EXERCISE INSTRUCTIONS
Reproduce the entries below exactly, but only from the line containing "Each <instance> block" to the line containing "box: [243, 122, 254, 136]", inclusive.

DATA FOR ANALYSIS
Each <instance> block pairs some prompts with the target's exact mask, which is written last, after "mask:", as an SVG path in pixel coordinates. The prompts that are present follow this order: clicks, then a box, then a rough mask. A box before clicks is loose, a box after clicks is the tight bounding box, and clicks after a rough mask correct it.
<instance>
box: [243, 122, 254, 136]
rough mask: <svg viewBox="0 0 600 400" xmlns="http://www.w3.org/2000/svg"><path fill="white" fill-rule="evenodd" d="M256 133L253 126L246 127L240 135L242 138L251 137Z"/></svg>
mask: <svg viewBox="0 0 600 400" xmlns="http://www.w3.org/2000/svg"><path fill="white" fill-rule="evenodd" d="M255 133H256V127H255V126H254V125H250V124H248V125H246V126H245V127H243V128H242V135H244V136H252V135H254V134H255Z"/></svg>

==

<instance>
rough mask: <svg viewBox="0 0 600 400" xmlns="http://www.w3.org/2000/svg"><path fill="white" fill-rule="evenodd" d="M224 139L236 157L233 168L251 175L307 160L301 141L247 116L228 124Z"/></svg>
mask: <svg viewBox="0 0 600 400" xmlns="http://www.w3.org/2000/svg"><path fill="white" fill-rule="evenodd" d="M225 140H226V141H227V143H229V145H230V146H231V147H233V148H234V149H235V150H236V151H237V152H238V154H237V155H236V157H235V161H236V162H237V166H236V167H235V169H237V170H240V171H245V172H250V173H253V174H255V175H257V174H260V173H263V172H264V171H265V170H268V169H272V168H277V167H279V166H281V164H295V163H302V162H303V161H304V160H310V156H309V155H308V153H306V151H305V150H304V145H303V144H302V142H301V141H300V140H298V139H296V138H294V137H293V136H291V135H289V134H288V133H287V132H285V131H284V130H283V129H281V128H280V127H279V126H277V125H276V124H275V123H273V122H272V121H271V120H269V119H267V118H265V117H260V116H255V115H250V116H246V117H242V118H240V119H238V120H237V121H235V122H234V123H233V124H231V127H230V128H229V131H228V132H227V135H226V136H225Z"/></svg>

RESPONSE AREA
Each <instance> block pairs some prompts with the target's exact mask, which is written last, after "mask:", as an SVG path in pixel coordinates. The prompts that are present follow this order: clicks, then a box, then a rough mask. A box before clicks is loose, a box after clicks is the tight bounding box, and clicks after a rough mask correct it.
<instance>
box: [243, 122, 254, 136]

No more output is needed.